::: TASK INPUTS :::

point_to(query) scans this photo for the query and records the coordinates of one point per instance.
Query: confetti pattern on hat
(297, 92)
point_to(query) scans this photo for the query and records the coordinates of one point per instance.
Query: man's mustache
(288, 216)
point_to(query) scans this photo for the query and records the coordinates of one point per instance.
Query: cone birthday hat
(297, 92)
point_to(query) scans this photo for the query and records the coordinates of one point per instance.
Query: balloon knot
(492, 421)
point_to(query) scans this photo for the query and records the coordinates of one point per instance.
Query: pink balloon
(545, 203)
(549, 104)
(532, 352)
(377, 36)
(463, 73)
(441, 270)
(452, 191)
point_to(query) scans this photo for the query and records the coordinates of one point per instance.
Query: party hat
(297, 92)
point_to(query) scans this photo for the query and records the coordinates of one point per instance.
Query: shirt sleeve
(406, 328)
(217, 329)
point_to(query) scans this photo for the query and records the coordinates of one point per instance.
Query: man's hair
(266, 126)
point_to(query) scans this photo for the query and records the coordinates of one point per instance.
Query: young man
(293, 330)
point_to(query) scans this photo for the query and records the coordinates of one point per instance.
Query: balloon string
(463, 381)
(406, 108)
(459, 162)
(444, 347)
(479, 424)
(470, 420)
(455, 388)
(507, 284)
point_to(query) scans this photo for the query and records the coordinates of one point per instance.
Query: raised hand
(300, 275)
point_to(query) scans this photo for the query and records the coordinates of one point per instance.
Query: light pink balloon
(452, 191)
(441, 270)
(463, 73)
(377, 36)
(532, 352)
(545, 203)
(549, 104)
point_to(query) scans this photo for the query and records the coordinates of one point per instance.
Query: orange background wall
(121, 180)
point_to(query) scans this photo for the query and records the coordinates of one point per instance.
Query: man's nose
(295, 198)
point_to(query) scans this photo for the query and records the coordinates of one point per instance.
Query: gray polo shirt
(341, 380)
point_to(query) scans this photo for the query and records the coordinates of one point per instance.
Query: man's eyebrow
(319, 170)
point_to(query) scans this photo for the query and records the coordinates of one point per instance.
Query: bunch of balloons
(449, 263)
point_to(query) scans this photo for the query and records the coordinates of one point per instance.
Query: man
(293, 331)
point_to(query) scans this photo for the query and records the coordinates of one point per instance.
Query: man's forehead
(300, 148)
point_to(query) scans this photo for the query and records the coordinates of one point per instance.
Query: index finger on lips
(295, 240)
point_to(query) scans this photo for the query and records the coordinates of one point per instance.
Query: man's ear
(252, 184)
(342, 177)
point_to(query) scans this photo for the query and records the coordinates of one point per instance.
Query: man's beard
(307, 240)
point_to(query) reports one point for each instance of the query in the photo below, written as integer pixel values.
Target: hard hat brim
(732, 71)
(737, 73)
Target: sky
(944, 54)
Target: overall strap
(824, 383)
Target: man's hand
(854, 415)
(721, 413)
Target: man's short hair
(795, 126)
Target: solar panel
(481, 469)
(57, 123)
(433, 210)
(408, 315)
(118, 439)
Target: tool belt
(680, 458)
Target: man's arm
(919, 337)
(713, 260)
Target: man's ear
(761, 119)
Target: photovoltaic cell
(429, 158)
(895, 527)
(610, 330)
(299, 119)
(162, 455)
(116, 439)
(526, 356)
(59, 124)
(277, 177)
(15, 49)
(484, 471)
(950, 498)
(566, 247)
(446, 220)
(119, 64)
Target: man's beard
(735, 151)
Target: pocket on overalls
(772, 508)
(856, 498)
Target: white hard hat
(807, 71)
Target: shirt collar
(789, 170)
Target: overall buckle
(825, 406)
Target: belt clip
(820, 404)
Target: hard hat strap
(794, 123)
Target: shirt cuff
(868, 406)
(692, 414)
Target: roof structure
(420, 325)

:::

EXERCISE GOAL: Your reply should consist of the records, duplicated exactly.

TASK RESPONSE:
point_to(query) scans this photo for the query and records the coordinates of one point per instance.
Query: confetti pattern on hat
(297, 92)
point_to(query) scans this photo for the query and records the coordinates of one point per instance.
Query: man's mustache
(288, 216)
point_to(query) scans this photo for the query and records the coordinates of one point per instance.
Query: cone birthday hat
(297, 92)
point_to(query) scans this photo for the query and records the coordinates of one point per instance.
Query: balloon knot
(492, 421)
point_to(query) scans this photo for the query and records the coordinates of one point per instance.
Query: pink balloon
(545, 203)
(549, 104)
(532, 352)
(377, 36)
(463, 73)
(441, 270)
(452, 191)
point_to(query) scans this photo for the query and records the coordinates of one point per instance.
Query: party hat
(297, 92)
point_to(query) scans this photo for the query and records the coordinates of one point per instance.
Query: shirt sleeve
(406, 328)
(217, 329)
point_to(query) scans this photo for the query and records the coordinates of one point per instance.
Query: man's hair
(266, 126)
point_to(query) scans this photo for the query and records the coordinates of one point per instance.
Query: young man
(293, 330)
point_to(query) scans this photo for the query and records the coordinates of one point per instance.
Query: balloon string
(463, 381)
(406, 108)
(459, 162)
(444, 347)
(479, 424)
(470, 420)
(455, 388)
(507, 284)
point_to(query) scans this photo for the query and records the coordinates of one point per instance.
Query: raised hand
(300, 275)
point_to(query) scans this photo for the query and records the coordinates of one point per instance.
Query: light pink balloon
(452, 191)
(441, 270)
(463, 73)
(377, 36)
(532, 352)
(545, 203)
(549, 104)
point_to(query) scans this photo for the query and records the coordinates of one point per instance.
Query: orange background wall
(121, 180)
point_to(query) scans this photo for the query and records the coordinates of one point per instance.
Query: man's nose
(295, 198)
point_to(query) scans this photo for the query and records the coordinates of one point per instance.
Query: gray polo shirt
(341, 380)
point_to(query) scans this photo for the query and records the coordinates of one point per instance.
Query: man's eyebrow
(319, 170)
point_to(query) scans this photo for the query and records the coordinates of one point per instance.
Query: bunch of balloons
(449, 263)
point_to(query) scans this photo for the query and records the coordinates of one point per instance.
Query: man
(293, 331)
point_to(query) scans this photo for the query and records the coordinates of one point per instance.
Query: man's forehead
(300, 148)
point_to(query) scans this photo for the query and records the coordinates of one point per instance.
Query: index finger on lips
(295, 240)
point_to(query) scans this photo for the query and records the coordinates of one point per instance.
Query: man's ear
(252, 184)
(342, 177)
point_to(query) scans this photo for the query and records the coordinates of one point per instance.
Query: man's beard
(307, 240)
point_to(query) reports one point for each instance of the query in the photo below, written as integer pixel values.
Target: hard hat brim
(732, 71)
(737, 73)
Target: sky
(944, 54)
Target: overall strap
(824, 383)
Target: man's hand
(854, 415)
(721, 413)
Target: man's short hair
(795, 126)
Target: solar panel
(481, 469)
(57, 123)
(433, 210)
(408, 315)
(118, 439)
Target: tool belt
(680, 458)
Target: man's arm
(919, 337)
(713, 260)
Target: man's ear
(761, 119)
Target: photovoltaic cell
(429, 158)
(895, 527)
(610, 330)
(299, 119)
(162, 455)
(116, 439)
(526, 356)
(59, 124)
(277, 177)
(15, 49)
(484, 471)
(950, 498)
(566, 247)
(446, 220)
(119, 64)
Target: man's beard
(735, 151)
Target: pocket on overalls
(772, 508)
(856, 498)
Target: white hard hat
(807, 71)
Target: shirt collar
(789, 170)
Target: overall buckle
(825, 406)
Target: belt clip
(820, 404)
Target: hard hat strap
(794, 123)
Target: shirt cuff
(868, 406)
(692, 414)
Target: roof structure
(420, 325)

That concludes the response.